SET EXERCISE:
Update the material below by substituting "image" for every occurrence of "photo" and leaving all other text unchanged. Omit the pictures from the result.

MATERIALS PROVIDED:

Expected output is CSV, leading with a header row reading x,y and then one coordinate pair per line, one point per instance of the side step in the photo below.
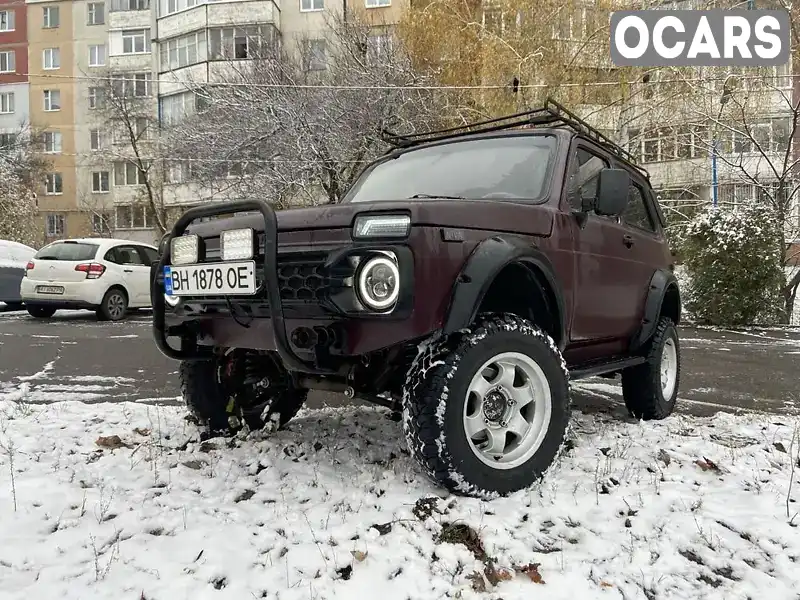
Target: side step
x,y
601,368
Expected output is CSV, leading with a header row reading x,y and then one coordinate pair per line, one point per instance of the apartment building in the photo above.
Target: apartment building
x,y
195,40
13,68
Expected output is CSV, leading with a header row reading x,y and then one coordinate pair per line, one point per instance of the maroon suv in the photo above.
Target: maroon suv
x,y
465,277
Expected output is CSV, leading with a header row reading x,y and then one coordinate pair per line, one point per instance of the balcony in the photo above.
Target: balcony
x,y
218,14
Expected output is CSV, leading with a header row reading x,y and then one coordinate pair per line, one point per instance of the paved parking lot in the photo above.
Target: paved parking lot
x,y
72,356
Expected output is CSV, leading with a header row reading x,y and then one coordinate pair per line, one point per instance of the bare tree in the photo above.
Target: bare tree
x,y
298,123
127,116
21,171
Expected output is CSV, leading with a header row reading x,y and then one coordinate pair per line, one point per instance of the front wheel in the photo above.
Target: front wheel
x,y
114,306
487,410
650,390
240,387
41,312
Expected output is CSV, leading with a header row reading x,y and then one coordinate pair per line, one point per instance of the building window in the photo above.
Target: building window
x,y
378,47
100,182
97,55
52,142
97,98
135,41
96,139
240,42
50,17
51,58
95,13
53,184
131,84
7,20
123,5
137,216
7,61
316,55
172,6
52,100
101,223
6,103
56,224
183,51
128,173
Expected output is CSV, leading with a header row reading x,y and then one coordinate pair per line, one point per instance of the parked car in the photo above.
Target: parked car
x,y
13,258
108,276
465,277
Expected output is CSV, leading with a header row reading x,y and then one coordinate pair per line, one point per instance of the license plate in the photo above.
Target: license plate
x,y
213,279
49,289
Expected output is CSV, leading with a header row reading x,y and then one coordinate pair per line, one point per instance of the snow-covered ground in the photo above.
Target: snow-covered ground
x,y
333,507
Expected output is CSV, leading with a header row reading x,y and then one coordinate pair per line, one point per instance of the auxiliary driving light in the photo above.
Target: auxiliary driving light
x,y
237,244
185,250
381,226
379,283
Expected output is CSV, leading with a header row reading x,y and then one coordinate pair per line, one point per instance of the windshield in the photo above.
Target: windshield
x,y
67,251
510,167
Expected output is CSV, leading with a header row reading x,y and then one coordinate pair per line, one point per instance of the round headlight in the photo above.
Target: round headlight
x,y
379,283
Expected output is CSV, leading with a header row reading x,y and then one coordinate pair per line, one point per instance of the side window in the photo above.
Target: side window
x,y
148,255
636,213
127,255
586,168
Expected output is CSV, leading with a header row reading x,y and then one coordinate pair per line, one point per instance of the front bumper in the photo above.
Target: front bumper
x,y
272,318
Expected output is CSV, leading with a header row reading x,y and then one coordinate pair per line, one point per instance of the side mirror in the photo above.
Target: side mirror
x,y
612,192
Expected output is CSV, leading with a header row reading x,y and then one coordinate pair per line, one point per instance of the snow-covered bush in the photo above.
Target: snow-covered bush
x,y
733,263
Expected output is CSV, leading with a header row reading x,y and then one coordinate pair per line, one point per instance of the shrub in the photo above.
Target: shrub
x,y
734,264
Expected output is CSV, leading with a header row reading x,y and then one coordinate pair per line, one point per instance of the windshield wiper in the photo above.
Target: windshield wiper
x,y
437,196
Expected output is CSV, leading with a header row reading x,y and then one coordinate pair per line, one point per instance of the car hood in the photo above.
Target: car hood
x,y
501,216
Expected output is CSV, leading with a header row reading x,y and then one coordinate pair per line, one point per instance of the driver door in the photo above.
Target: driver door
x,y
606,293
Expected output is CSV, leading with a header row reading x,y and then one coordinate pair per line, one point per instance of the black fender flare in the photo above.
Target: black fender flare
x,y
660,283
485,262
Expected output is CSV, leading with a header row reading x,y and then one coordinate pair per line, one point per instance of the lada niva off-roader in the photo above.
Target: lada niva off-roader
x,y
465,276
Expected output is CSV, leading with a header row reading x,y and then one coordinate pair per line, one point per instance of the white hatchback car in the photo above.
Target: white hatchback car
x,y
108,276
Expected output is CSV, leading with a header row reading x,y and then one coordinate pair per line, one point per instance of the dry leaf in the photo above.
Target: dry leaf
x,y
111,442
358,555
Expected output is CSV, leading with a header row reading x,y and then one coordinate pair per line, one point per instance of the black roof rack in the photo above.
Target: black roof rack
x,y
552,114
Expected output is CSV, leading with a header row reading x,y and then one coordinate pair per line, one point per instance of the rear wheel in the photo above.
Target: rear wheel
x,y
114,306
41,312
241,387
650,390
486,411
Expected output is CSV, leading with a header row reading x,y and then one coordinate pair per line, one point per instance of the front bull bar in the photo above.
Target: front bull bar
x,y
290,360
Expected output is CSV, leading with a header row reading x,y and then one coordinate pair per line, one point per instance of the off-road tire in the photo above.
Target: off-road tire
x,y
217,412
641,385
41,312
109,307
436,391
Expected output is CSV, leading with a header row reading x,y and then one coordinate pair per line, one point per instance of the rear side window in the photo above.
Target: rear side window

FINAL RESULT:
Expected output is CSV, leading with a header row reading x,y and then one coordinate pair per line, one point per instance of the side step in the image below.
Target: side step
x,y
601,368
Expected output is CSV, leading with a header row reading x,y and then one coordinate pair per line, one point per instance of the apartment building in the image above.
Target: apartment building
x,y
195,40
13,68
Expected output is CSV, leading with a header row reading x,y and then one coordinate pair per line, one point per instance of the maroon suv in the image above.
Target: maroon suv
x,y
465,277
Expected output is CSV, leading with a header row reading x,y and then one coordinate pair per line, one point per instance of the balcony in the image above.
Target: balcony
x,y
218,14
Expected output is CSV, leading with a header row reading x,y and then one coordinate pair per line, one point per instance of the paved parking lot in the image above.
Target: paved parking lot
x,y
72,356
Expected output is CSV, leading with a header row reading x,y and then one coordinate pair per line, one point per instance of the bare tree in the image above.
Target: bare tree
x,y
298,123
127,116
21,171
Expected output is CSV, leading with a header row reading x,y and then one coordinate pair per line, one point per instance of the front wheel in the image above.
Target: front wheel
x,y
114,306
487,410
650,390
240,387
41,312
Expected output is CSV, leading with a header row reading x,y and then one coordinate pair per line, one point per instance of the building window in the image above.
Target: building window
x,y
378,47
100,182
97,55
52,142
97,98
135,41
96,139
240,42
50,17
51,58
95,13
53,184
131,84
7,20
123,5
137,216
7,61
316,55
172,6
52,100
101,223
6,103
56,224
183,51
128,173
Expected output is CSV, leading with a header row reading x,y and then one coordinate pair per line, one point per instance of the parked car in the image above.
Target: parked car
x,y
13,258
108,276
465,277
Expected output is CSV, leading with a header row reading x,y and then one coordinate pair per line, one point per instance of the license plate in the image above.
Target: license plate
x,y
213,279
49,289
Expected output is CSV, leading with a header row reading x,y and then one coordinate pair per line, one point per instance of the snow-covered ground in the image above.
Target: snow-covered ground
x,y
333,507
Expected output is CSV, leading with a header row reading x,y and then one coordinate pair per line, one point per instance of the auxiliary driving light in the image above.
Target: auxiliary driving light
x,y
237,244
185,250
381,226
379,283
Expected output is CSV, leading with a header row reading x,y and then one coordinate pair per line, one point per instance of the windshield in the image above.
Target: windshield
x,y
67,251
510,167
Expected output is CSV, leading with a header row reading x,y and then one coordinate pair per line, one point per instance of the round headlight in the image above.
Target: round headlight
x,y
379,283
Expected output is CSV, leading with a header row reading x,y and then one coordinate pair per line, one point per instance of the side window in the image above.
Target: side window
x,y
148,255
636,213
127,255
586,168
Expected output is CSV, leading with a header row reading x,y and then one coordinate pair per line, one point per instance of the front bumper in the image above.
Target: front bumper
x,y
272,318
Expected output is CSV, leading with a header row reading x,y and then one coordinate pair per line, one point per instance of the side mirror in the image above.
Target: side mirror
x,y
612,192
Expected output is CSV, leading with a header row reading x,y and then one coordinate pair per line, one point per instance of the snow-covered bush in the image above.
Target: snow-covered bush
x,y
733,263
Expected output is CSV, leading with a header row reading x,y and then one coordinate pair per line, one point per instance of the shrub in the image above.
Target: shrub
x,y
734,264
Expected output is CSV, leading with a header row reading x,y and then one coordinate pair per line, one point per instance of the windshield wiper in the image above.
Target: windshield wiper
x,y
437,196
Expected output is CSV, leading with a header row reading x,y and then one coordinate pair per line, one point per instance of the car hood in the image above.
Target: car hood
x,y
501,216
Expected output is CSV, leading with a header row reading x,y and then one coordinate pair per line, one point per instance of the driver door in the image above.
Target: driver door
x,y
606,293
Expected output is CSV, leading with a header row reading x,y and then one coordinate pair per line, one point per instance of the black fender flare in the image above.
Target: black fender flare
x,y
660,283
485,262
Expected output is CSV, leading with a header row reading x,y and then one coordinate pair per line, one point per instance of the lada niva off-roader in the image above.
Target: lada niva off-roader
x,y
465,276
Expected output is CSV, leading with a header row reading x,y and then one coordinate pair per line, one point per instance of the white hatchback car in the image above.
Target: white hatchback car
x,y
108,276
Expected output is CSV, leading with a header row reading x,y and then one coordinate pair per line, one point per instance of the dry leaf in the image above.
Target: dry leaf
x,y
111,442
358,555
Expected output is CSV, leading with a header row reading x,y and then one coordinate pair per line, one point per instance of the black roof rack in the image above.
Target: black roof rack
x,y
552,114
Expected output is CSV, leading with a header row reading x,y and then one coordinate pair per line, one point per instance of the rear wheel in the image above.
Target: rear wheel
x,y
114,306
41,312
241,387
650,390
486,411
Expected output is CSV, leading with a header row reading x,y and then one coordinate pair per line, one point per instance of the front bull bar in the image above.
Target: front bull bar
x,y
290,360
Expected output is CSV, leading with a header row reading x,y and then one coordinate pair per line, one point per instance of the off-road tire in the image above.
Target: off-road tire
x,y
217,412
641,385
41,312
109,307
436,391
Expected output is CSV, leading with a header row reading x,y and then one coordinate pair per line, one point per instance of the rear side window in the image above.
Target: rear side window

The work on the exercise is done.